* begin *

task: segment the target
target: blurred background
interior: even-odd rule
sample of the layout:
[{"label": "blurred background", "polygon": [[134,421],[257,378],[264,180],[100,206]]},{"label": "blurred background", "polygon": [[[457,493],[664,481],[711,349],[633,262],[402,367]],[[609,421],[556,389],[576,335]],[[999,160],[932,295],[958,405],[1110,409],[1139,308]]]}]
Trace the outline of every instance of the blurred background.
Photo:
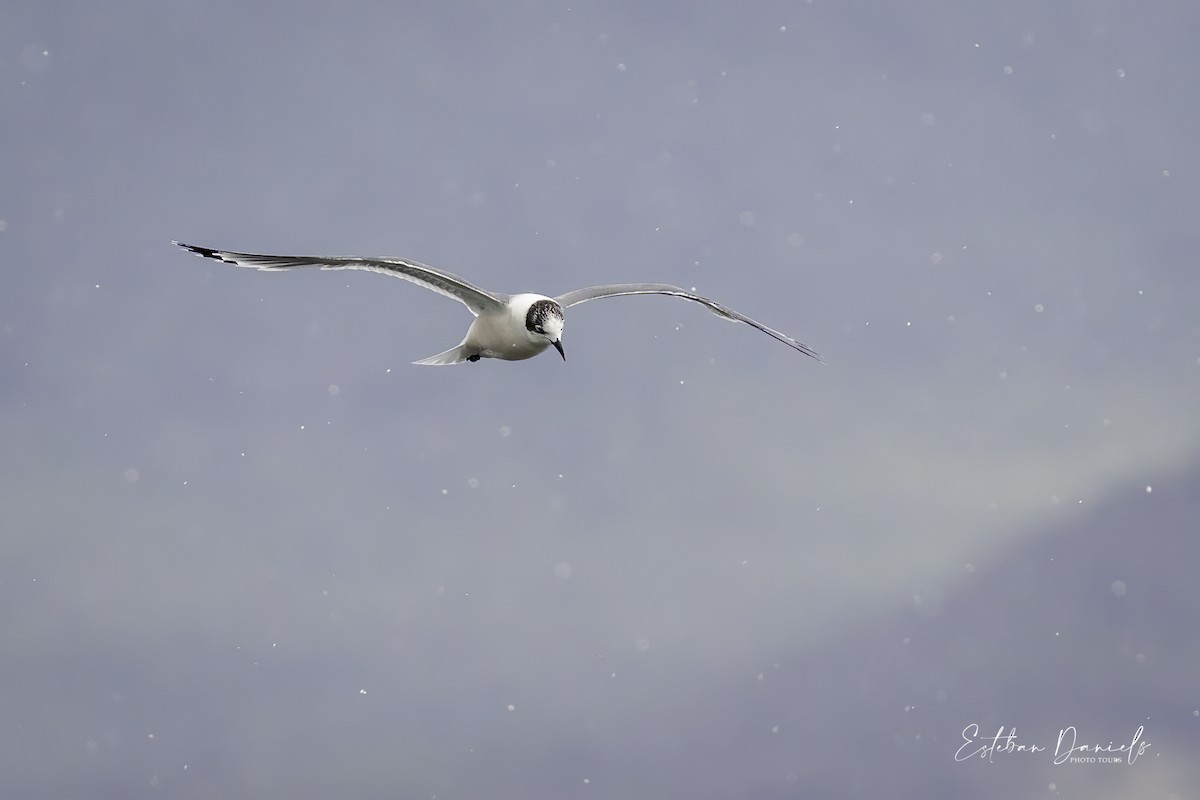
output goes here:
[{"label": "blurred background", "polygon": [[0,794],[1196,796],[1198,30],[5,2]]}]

* end *

## Task description:
Put every line of the entries above into a JSON list of strings, one string per line, skipping blank lines and leaving out the pictures.

## Correct result:
[
  "task: segment the target",
  "target: blurred background",
  "interior: even-odd rule",
  "sample of the layout:",
  "[{\"label\": \"blurred background\", \"polygon\": [[134,421],[257,378],[264,180],[100,206]]},{\"label\": \"blurred background\", \"polygon\": [[[457,493],[664,481],[711,349],[633,262],[402,367]],[[609,421],[556,389],[576,335]],[[999,160],[932,295],[958,405],[1110,409],[1139,308]]]}]",
  "Trace the outline of every instance of the blurred background.",
  "Photo:",
  "output goes here:",
  "[{\"label\": \"blurred background\", \"polygon\": [[0,794],[1196,796],[1198,30],[5,2]]}]"
]